> _Required action_
Copy out the entries below exactly as they stand, but only from the line containing "--target trailer tail light" through the line containing "Segment every instance of the propeller".

(Dataset entries)

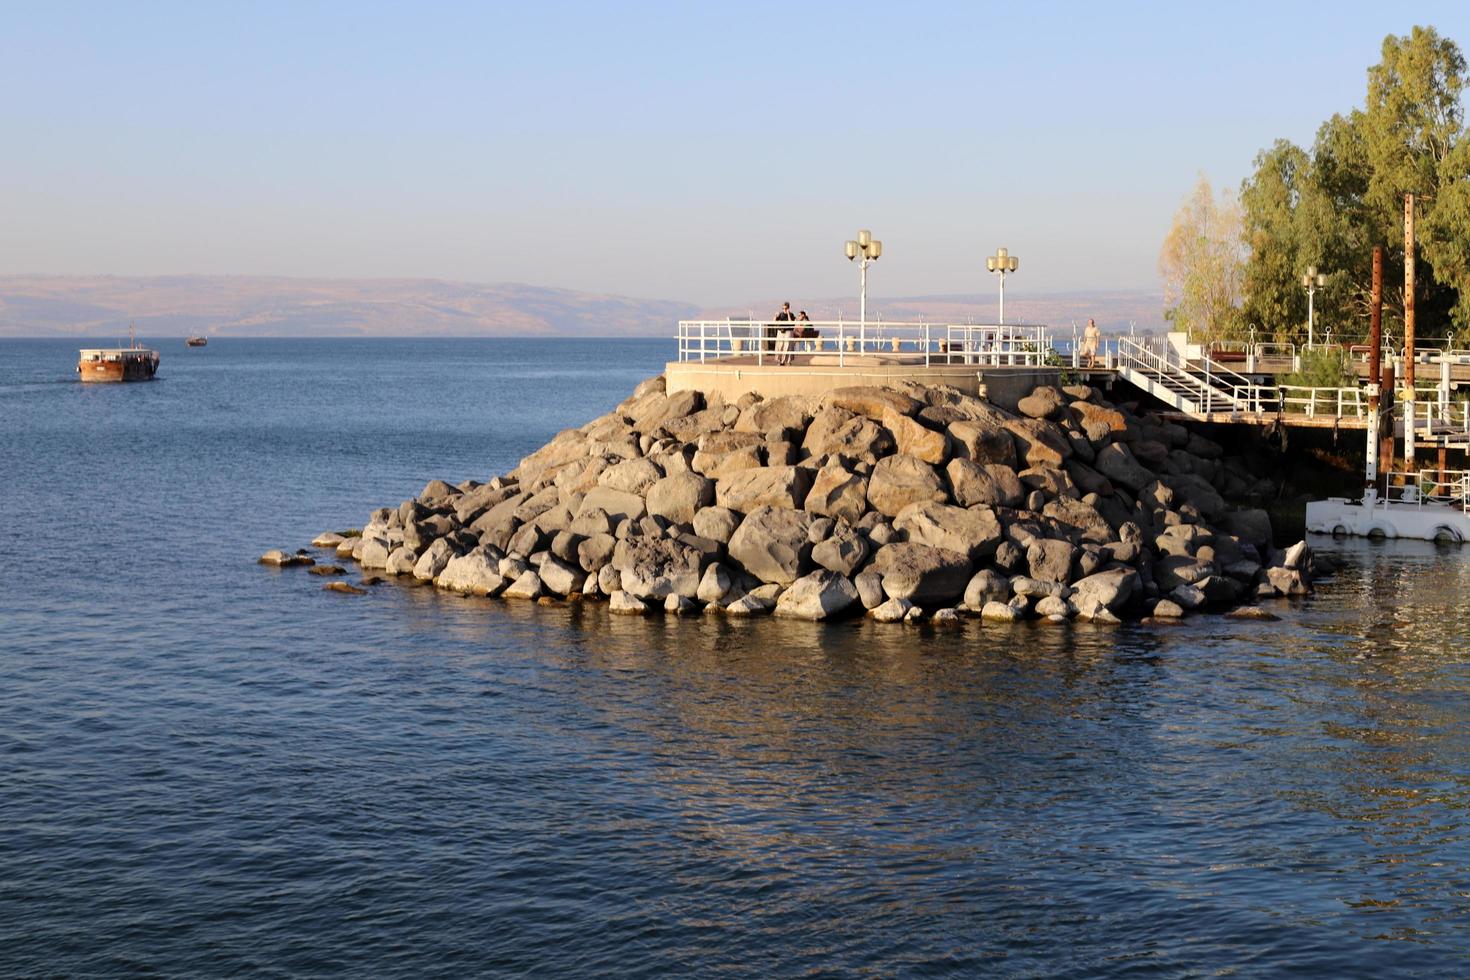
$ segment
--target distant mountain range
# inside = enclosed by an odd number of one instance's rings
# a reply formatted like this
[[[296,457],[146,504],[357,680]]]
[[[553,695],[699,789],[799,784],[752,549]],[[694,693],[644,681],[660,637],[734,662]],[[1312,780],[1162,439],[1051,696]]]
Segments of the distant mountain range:
[[[788,297],[783,297],[788,298]],[[854,298],[789,297],[814,320],[857,315]],[[274,276],[0,276],[0,336],[109,337],[129,323],[141,337],[668,337],[694,317],[770,316],[781,302],[703,307],[548,289],[437,279]],[[1147,290],[1019,294],[1011,322],[1066,330],[1095,317],[1104,331],[1158,329],[1163,297]],[[988,322],[993,294],[869,297],[869,317]]]
[[[0,276],[0,336],[671,337],[692,303],[517,283]]]

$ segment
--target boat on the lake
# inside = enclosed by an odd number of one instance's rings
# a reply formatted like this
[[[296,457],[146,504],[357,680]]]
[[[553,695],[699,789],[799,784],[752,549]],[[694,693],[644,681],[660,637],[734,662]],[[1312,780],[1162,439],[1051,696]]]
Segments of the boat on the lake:
[[[83,381],[152,381],[158,360],[158,351],[138,346],[129,324],[128,346],[82,348],[77,374]]]
[[[184,341],[185,346],[188,346],[188,347],[203,347],[204,345],[206,345],[208,343],[209,343],[209,338],[208,337],[190,337],[190,338],[188,338],[187,340]]]

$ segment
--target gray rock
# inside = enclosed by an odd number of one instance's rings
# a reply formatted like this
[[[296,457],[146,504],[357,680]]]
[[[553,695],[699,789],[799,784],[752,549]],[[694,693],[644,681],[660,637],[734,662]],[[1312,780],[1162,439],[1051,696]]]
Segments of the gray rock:
[[[1069,542],[1038,538],[1026,548],[1026,566],[1031,577],[1042,582],[1065,585],[1072,578],[1072,562],[1077,549]]]
[[[1204,592],[1192,585],[1176,585],[1169,590],[1169,599],[1183,609],[1199,609],[1208,600]],[[1155,616],[1160,615],[1155,612]]]
[[[699,552],[671,538],[626,538],[613,549],[609,564],[622,573],[622,591],[642,599],[671,594],[692,599],[699,590]]]
[[[1029,415],[1033,419],[1051,418],[1060,415],[1067,401],[1062,393],[1051,385],[1039,385],[1031,390],[1016,403],[1016,408],[1022,415]]]
[[[418,561],[414,562],[413,577],[420,582],[432,582],[439,577],[444,571],[444,566],[448,565],[453,558],[454,548],[450,545],[449,539],[439,538],[425,548],[424,553],[419,555]]]
[[[1187,555],[1165,555],[1154,562],[1154,581],[1166,592],[1176,585],[1194,585],[1213,574],[1213,562],[1199,561]]]
[[[1271,547],[1271,515],[1259,508],[1232,510],[1220,515],[1220,530],[1249,541],[1258,549]]]
[[[1010,597],[1010,580],[994,569],[986,568],[976,572],[965,586],[964,606],[979,611],[992,599],[1005,602]]]
[[[730,558],[763,582],[794,582],[810,567],[814,520],[800,510],[758,507],[731,536]]]
[[[975,463],[1016,468],[1016,443],[1005,427],[1008,416],[995,413],[983,419],[962,419],[948,427],[954,455]]]
[[[890,597],[938,605],[964,594],[971,565],[958,552],[904,541],[879,548],[872,570],[883,576],[883,591]]]
[[[700,578],[699,587],[695,590],[695,597],[700,602],[724,602],[734,584],[725,566],[714,562],[704,570],[704,576]]]
[[[902,455],[922,459],[935,466],[943,466],[949,459],[949,437],[943,432],[928,428],[891,408],[883,412],[883,428],[893,433],[893,440]]]
[[[541,584],[546,591],[559,596],[571,595],[582,585],[586,573],[580,568],[573,568],[559,558],[550,557],[541,563],[537,570],[541,578]]]
[[[1133,598],[1141,584],[1142,579],[1135,569],[1109,568],[1073,582],[1072,601],[1079,610],[1083,608],[1083,600],[1087,599],[1113,611]]]
[[[746,593],[725,606],[727,616],[764,616],[776,608],[776,600]]]
[[[845,524],[837,525],[825,541],[812,548],[812,561],[849,577],[862,567],[867,558],[867,540]]]
[[[414,565],[418,564],[419,556],[407,545],[393,549],[388,556],[388,562],[383,566],[389,575],[412,575]]]
[[[642,599],[622,591],[609,592],[607,609],[618,616],[647,616],[648,605]]]
[[[1297,568],[1268,568],[1266,582],[1280,595],[1310,595],[1312,586]]]
[[[933,501],[910,504],[893,522],[909,541],[944,548],[982,561],[1001,541],[1000,521],[989,507],[954,507]]]
[[[776,601],[776,615],[813,621],[830,619],[857,601],[857,588],[846,576],[822,569],[792,582]]]
[[[603,565],[597,572],[597,591],[606,596],[623,591],[623,573],[611,565]]]
[[[728,544],[740,526],[740,515],[725,507],[705,507],[694,515],[694,533],[720,544]]]
[[[543,591],[541,576],[527,569],[501,594],[507,599],[539,599]]]
[[[895,597],[882,605],[869,609],[868,615],[880,623],[901,623],[908,618],[909,613],[917,608],[918,606],[909,600]]]
[[[500,574],[495,552],[477,548],[449,559],[434,584],[465,595],[495,595],[505,587],[505,577]]]
[[[883,576],[877,572],[863,572],[853,579],[853,586],[858,590],[858,601],[864,609],[877,608],[888,598],[883,591]]]
[[[1099,449],[1093,467],[1109,480],[1133,493],[1138,493],[1154,482],[1154,475],[1134,458],[1133,451],[1118,442]]]
[[[802,449],[812,457],[846,456],[876,461],[892,453],[893,433],[871,419],[835,406],[824,408],[812,419]]]
[[[388,556],[392,553],[393,550],[387,538],[364,537],[362,551],[356,553],[356,557],[362,563],[363,568],[387,568]]]
[[[698,611],[698,603],[681,595],[671,595],[664,600],[664,612],[675,616],[692,616]]]
[[[1071,619],[1077,614],[1077,609],[1061,596],[1049,595],[1036,600],[1036,615],[1051,619],[1060,616],[1062,619]]]
[[[1024,617],[1024,613],[1015,606],[1004,602],[991,600],[980,609],[980,618],[990,620],[994,623],[1016,623]]]
[[[596,572],[612,561],[617,539],[611,534],[594,534],[577,543],[577,564],[583,571]]]

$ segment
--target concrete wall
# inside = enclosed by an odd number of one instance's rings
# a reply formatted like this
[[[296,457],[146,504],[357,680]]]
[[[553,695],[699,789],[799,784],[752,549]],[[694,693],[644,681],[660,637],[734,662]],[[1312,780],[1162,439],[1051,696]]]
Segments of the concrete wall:
[[[820,395],[850,385],[896,385],[911,381],[923,385],[952,385],[967,394],[980,394],[1002,408],[1015,410],[1016,402],[1042,384],[1056,384],[1061,369],[1054,367],[980,367],[977,365],[871,364],[827,365],[721,364],[671,362],[665,369],[670,392],[700,391],[734,401],[747,391],[763,398],[782,395]]]

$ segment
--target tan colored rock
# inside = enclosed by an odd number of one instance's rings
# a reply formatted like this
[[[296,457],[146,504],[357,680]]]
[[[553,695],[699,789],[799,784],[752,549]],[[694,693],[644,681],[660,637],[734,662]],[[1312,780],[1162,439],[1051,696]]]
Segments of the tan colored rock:
[[[1072,446],[1061,429],[1043,419],[1012,419],[1006,423],[1015,442],[1016,458],[1026,466],[1056,466],[1072,455]]]
[[[595,487],[582,498],[582,505],[577,508],[577,514],[580,516],[589,511],[600,510],[614,522],[618,522],[627,519],[637,520],[647,512],[647,509],[643,498],[636,493],[614,490],[612,487]]]
[[[763,466],[740,470],[715,485],[721,507],[748,514],[757,507],[798,510],[812,486],[812,471],[800,466]]]
[[[1000,521],[989,507],[954,507],[921,501],[899,512],[893,526],[908,540],[983,561],[1001,541]]]
[[[949,493],[933,466],[913,456],[887,456],[873,467],[868,479],[868,504],[889,517],[897,517],[910,504],[923,501],[944,503]]]
[[[950,494],[961,507],[1019,507],[1025,496],[1015,471],[1000,463],[952,459],[944,472]]]
[[[884,409],[883,428],[893,433],[898,451],[904,455],[922,459],[935,466],[943,466],[949,459],[949,437],[943,432],[921,425],[907,415],[891,408]]]
[[[758,469],[765,465],[761,457],[762,447],[742,446],[732,449],[727,453],[706,452],[700,450],[694,454],[694,459],[689,466],[696,473],[702,473],[712,480],[718,480],[741,470]]]
[[[758,507],[730,538],[729,554],[762,582],[787,584],[811,567],[811,514],[786,507]]]
[[[1016,468],[1016,443],[1005,421],[997,418],[951,422],[949,436],[954,454],[976,463],[999,463]]]
[[[868,509],[868,478],[840,466],[824,466],[817,471],[805,507],[813,514],[856,524]]]
[[[972,566],[958,552],[903,541],[879,548],[868,567],[883,577],[889,597],[939,605],[964,595]]]
[[[713,481],[694,473],[666,476],[648,488],[648,512],[675,524],[693,524],[701,508],[714,503]]]
[[[834,388],[822,396],[823,406],[836,405],[857,415],[881,420],[885,410],[899,415],[915,415],[924,407],[923,402],[892,388],[876,385],[855,385],[849,388]]]

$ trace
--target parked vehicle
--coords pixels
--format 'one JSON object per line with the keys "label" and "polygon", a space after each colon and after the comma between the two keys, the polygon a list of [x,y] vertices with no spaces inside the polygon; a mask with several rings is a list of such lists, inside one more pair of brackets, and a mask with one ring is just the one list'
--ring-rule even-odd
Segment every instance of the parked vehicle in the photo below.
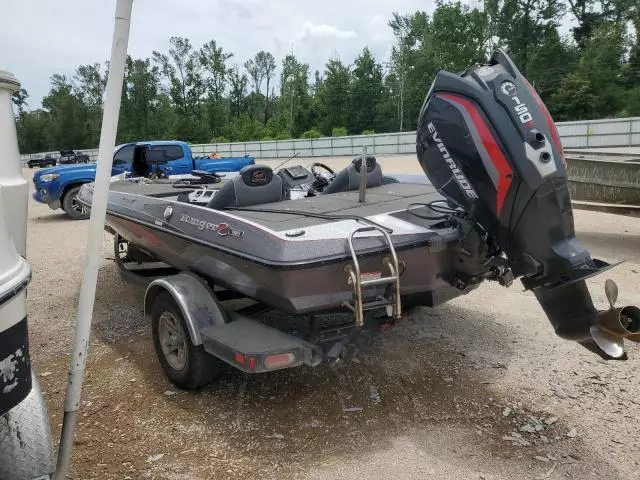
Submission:
{"label": "parked vehicle", "polygon": [[89,155],[86,155],[82,152],[74,152],[73,150],[60,150],[60,160],[59,163],[61,165],[69,165],[72,163],[89,163],[91,159]]}
{"label": "parked vehicle", "polygon": [[[150,171],[139,171],[147,151],[162,152],[165,160],[163,169],[171,175],[186,175],[194,170],[201,170],[207,173],[236,172],[245,165],[254,163],[254,158],[250,156],[214,159],[208,157],[194,158],[187,143],[175,140],[158,140],[128,143],[116,147],[112,174],[118,175],[124,172],[132,172],[136,175],[145,175],[150,173]],[[151,165],[146,163],[145,165],[144,168],[152,168]],[[82,185],[93,182],[95,177],[95,163],[58,165],[57,167],[38,170],[33,176],[33,183],[35,184],[33,198],[40,203],[46,203],[53,210],[62,208],[67,216],[74,220],[89,218],[86,209],[76,201],[76,195]]]}
{"label": "parked vehicle", "polygon": [[35,167],[55,167],[58,161],[52,155],[45,155],[41,158],[30,158],[27,160],[27,166],[29,168]]}

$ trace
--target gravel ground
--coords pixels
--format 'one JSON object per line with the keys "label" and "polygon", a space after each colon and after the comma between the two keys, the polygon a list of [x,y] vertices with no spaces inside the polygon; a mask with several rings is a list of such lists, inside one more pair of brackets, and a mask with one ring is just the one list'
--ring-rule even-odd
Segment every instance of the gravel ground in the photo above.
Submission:
{"label": "gravel ground", "polygon": [[[621,304],[640,304],[640,219],[575,216],[594,255],[627,260],[610,276]],[[87,226],[30,203],[32,353],[56,437]],[[120,280],[107,235],[103,254],[69,478],[640,478],[640,347],[606,362],[560,340],[518,283],[417,309],[333,367],[226,370],[183,392],[156,361],[144,292]],[[605,279],[588,282],[599,307]]]}

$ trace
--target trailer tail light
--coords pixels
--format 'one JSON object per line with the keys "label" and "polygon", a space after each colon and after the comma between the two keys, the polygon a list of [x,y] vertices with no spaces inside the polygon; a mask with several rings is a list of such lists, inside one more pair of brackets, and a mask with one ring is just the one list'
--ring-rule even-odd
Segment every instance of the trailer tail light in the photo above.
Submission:
{"label": "trailer tail light", "polygon": [[244,365],[244,355],[240,352],[236,352],[236,362],[238,362],[240,365]]}
{"label": "trailer tail light", "polygon": [[264,366],[268,370],[276,368],[285,368],[292,365],[296,361],[293,353],[280,353],[278,355],[269,355],[264,358]]}

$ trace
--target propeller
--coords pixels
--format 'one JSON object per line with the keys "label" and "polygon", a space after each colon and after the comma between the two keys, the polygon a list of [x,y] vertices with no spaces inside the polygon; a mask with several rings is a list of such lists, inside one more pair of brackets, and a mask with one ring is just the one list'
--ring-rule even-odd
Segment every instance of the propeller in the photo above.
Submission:
{"label": "propeller", "polygon": [[607,278],[606,282],[604,282],[604,293],[607,296],[607,300],[609,300],[609,306],[613,310],[618,301],[618,284]]}
{"label": "propeller", "polygon": [[611,279],[604,284],[609,310],[598,312],[595,325],[589,329],[591,337],[604,353],[612,358],[624,356],[624,339],[640,342],[640,308],[615,307],[618,285]]}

> _Answer section_
--target trailer tail light
--coords pixels
--format 'one JSON object per line with the keys "label" and "polygon", a space after each colon and after the comma between the two keys, the polygon a list of [x,y] vertices with no spaces inside the polygon; a mask with several rings is a list of such lists, inside one more pair of brackets, and a mask with one ring is just the one list'
--ring-rule even-odd
Segment every instance of the trailer tail light in the photo above.
Submission:
{"label": "trailer tail light", "polygon": [[244,365],[244,355],[240,352],[236,352],[236,362],[238,362],[240,365]]}
{"label": "trailer tail light", "polygon": [[264,366],[268,370],[276,368],[285,368],[292,365],[296,361],[293,353],[280,353],[278,355],[269,355],[264,358]]}

$ trace
--target propeller
--coords pixels
--format 'one JSON object per line with the keys "label" and "polygon", a space after each colon and after the comma between the two keys, the polygon a list of [x,y] vertices with no spaces inside the polygon; a mask with several rings is a list of such lists, inside one more pair of brackets, and a mask with one ring is just the one list'
--ring-rule even-odd
Segment every instance of the propeller in the photo above.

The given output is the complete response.